* LISTED ENTRIES
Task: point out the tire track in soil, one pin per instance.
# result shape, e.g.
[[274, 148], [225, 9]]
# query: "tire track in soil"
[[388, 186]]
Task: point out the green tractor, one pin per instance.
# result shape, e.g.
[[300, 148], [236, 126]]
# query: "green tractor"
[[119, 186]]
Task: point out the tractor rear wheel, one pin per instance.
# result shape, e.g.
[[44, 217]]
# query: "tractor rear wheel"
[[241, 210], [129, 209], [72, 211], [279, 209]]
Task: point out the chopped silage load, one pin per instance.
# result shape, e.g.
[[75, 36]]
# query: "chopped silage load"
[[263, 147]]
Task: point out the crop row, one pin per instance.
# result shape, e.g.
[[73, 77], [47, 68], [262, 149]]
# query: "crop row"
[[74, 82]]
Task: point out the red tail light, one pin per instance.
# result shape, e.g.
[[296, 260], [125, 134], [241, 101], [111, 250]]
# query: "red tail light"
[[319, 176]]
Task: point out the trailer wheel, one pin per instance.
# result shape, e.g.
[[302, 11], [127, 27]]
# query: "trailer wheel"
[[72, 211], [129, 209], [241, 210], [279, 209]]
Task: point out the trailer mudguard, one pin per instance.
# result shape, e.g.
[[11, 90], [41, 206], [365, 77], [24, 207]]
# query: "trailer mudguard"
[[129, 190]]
...
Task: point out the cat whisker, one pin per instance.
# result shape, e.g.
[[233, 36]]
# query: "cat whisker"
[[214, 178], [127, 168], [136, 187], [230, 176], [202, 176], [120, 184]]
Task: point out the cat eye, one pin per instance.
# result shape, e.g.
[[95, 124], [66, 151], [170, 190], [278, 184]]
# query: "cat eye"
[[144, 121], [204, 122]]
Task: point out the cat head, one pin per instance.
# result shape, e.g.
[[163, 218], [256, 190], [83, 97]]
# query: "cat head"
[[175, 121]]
==
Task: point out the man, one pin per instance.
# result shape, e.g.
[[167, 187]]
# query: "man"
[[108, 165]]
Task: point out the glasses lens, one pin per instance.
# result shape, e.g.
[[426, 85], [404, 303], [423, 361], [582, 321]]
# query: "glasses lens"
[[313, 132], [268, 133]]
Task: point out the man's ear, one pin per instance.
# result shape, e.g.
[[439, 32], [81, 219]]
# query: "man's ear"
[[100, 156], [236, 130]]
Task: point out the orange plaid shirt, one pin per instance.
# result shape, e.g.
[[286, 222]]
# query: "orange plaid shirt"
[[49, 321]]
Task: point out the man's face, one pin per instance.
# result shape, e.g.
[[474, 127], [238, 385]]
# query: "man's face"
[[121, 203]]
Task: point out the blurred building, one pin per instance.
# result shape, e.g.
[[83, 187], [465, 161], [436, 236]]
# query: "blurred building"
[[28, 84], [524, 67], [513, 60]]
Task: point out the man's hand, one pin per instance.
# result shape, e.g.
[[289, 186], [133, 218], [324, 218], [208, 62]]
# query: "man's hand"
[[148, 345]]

* DESCRIPTION OF THE TASK
Convert the material from the line containing "Task: point out the tire" to the line containing "[[129, 190]]", both included, into a JSON array of strings with one string per line, skipping any blank lines.

* COMPLETE OUTPUT
[
  "Task: point out the tire track in soil, one pin per instance.",
  "# result shape, e.g.",
  "[[274, 148], [225, 9]]",
  "# query: \"tire track in soil\"",
  "[[388, 186]]",
  "Task: point out the green tractor, one pin per instance.",
  "# result shape, e.g.",
  "[[300, 148], [236, 126]]",
  "# query: \"green tractor\"",
  "[[119, 186]]",
  "Task: point out the tractor rear wheel, one pin per instance.",
  "# result shape, e.g.",
  "[[44, 217]]",
  "# query: \"tractor rear wheel\"",
  "[[241, 210], [129, 209], [72, 211], [279, 209]]",
  "Task: point out the chopped silage load, one pin per instance.",
  "# result shape, e.g.",
  "[[75, 36]]",
  "# query: \"chopped silage load\"",
  "[[263, 147]]",
  "Task: point out the crop row, one pin per instance.",
  "# result shape, e.g.",
  "[[73, 77], [47, 68], [262, 149]]",
  "# query: \"crop row\"",
  "[[74, 82]]",
  "Task: point out the red tail light, one pin per instance.",
  "# result shape, e.g.",
  "[[296, 260], [125, 134], [241, 101], [111, 250]]",
  "# query: \"red tail light\"",
  "[[319, 176]]",
  "Task: point out the trailer wheel, one pin per instance.",
  "# result shape, e.g.",
  "[[302, 11], [127, 27]]",
  "# query: \"trailer wheel\"",
  "[[72, 211], [129, 209], [241, 210], [279, 209]]",
  "Task: point out the trailer mudguard, one pin per instance.",
  "# result shape, e.g.",
  "[[11, 90], [41, 206], [365, 77], [24, 207]]",
  "# query: \"trailer mudguard\"",
  "[[129, 190]]"
]